Não temos tempo de temer a morte, mas, por ora, vamos respeitá-la

Não temos tempo de temer a morte, mas, por ora, vamos respeitá-la

A vontade é de sentar e chorar. Mas, não posso sentar e chorar. Ainda é cedo para entrar em pânico. Como escreveram Gil e Caetano, na letra da canção “Divino, Maravilhoso”: “É preciso estar atento e forte; não temos tempo de temer a morte”. Atenção para a interpretação de texto! Não se trata de destemer a morte, mas, por ora, vamos respeitá-la e seguir ao pé da letra as recomendações das autoridades sanitárias. A morte dói muito mais aos que continuam vivos. Portanto, por uma questão prática de humanismo e solidariedade, tomemos todos os cuidados.

Pode ser que o confinamento compulsório por que passamos e passaremos nos próximos dias seja útil para conduzir cada um de nós a uma reflexão oportuna a respeito do nosso papel no mundo. Parece claro que a nossa relevância individual no contexto do universo se restringe àqueles que nos amam: os amigos, os familiares, os admiradores. Bingo! Não somos a cereja do bolo. Somos farinha. Farinha do mesmo saco. E a gente vai ter que se engolir, colegas.

• _O que fazer_
a – Extraia do texto sobre o confinamento tudo o que vai desde "Pode ser que" até "se engolir, colegas.".
b – No texto sobre o confinamento, quem escreveu a letra da canção "Divino, Maravilhoso"?

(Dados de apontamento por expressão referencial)
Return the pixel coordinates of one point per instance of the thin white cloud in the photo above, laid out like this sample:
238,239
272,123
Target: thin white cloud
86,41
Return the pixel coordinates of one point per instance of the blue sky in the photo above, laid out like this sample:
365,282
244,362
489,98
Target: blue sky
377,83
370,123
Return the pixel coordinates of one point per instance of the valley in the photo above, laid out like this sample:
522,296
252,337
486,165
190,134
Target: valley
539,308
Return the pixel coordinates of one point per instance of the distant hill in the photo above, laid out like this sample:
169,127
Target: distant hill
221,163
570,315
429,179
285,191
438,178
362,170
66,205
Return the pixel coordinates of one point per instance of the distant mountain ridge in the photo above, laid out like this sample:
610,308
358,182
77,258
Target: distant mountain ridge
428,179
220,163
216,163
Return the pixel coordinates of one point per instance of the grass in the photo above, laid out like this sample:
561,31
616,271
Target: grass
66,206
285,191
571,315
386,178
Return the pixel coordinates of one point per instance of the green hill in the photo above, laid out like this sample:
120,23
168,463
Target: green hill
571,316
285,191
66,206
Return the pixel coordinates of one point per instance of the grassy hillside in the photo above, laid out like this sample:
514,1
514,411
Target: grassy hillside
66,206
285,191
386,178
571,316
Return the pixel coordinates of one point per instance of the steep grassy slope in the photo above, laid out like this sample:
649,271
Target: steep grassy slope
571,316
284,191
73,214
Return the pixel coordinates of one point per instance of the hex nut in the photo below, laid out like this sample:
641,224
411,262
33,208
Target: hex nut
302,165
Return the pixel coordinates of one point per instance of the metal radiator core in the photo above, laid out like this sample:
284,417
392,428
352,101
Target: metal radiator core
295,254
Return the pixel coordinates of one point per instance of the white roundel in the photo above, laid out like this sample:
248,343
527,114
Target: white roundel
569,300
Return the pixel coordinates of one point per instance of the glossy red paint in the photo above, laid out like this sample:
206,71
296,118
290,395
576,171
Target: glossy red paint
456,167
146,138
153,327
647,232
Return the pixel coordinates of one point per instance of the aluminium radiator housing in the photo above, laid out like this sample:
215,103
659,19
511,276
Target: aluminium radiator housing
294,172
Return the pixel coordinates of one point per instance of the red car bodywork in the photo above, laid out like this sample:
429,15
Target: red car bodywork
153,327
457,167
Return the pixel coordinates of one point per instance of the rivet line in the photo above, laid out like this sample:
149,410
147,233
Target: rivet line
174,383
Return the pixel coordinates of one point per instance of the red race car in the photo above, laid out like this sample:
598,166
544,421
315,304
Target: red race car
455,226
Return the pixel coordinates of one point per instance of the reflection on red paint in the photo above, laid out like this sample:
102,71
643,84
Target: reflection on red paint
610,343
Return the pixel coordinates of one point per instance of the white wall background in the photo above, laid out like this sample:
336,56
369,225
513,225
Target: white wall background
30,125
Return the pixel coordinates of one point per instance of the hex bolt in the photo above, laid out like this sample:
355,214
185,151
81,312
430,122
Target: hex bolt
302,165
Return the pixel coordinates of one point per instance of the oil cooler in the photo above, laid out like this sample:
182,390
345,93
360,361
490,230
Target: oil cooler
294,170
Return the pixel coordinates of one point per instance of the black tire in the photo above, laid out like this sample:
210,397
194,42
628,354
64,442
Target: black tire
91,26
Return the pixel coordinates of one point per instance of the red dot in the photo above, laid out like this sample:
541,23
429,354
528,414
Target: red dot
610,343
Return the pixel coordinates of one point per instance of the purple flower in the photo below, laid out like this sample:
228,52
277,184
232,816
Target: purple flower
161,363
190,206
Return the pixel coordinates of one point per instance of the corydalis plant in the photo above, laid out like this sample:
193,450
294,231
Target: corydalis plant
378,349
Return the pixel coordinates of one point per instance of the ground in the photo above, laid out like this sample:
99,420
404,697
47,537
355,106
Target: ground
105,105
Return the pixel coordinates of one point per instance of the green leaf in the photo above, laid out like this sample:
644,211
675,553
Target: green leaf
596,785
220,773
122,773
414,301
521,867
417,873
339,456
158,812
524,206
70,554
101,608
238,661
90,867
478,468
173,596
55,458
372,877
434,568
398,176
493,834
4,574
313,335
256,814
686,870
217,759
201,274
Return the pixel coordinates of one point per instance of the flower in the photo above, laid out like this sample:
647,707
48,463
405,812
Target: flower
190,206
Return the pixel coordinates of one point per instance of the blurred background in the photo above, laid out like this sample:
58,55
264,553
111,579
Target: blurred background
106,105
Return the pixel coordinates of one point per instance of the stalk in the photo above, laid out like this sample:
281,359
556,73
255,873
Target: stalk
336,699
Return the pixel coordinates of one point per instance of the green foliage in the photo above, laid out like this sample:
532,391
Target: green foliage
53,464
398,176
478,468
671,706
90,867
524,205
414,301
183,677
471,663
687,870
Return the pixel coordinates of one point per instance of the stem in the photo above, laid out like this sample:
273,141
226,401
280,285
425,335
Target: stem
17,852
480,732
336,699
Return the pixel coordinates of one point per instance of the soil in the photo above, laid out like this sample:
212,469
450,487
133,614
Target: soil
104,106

• _Resultados esperados_
a –
Pode ser que o confinamento compulsório por que passamos e passaremos nos próximos dias seja útil para conduzir cada um de nós a uma reflexão oportuna a respeito do nosso papel no mundo. Parece claro que a nossa relevância individual no contexto do universo se restringe àqueles que nos amam: os amigos, os familiares, os admiradores. Bingo! Não somos a cereja do bolo. Somos farinha. Farinha do mesmo saco. E a gente vai ter que se engolir, colegas.

b – Gil e Caetano.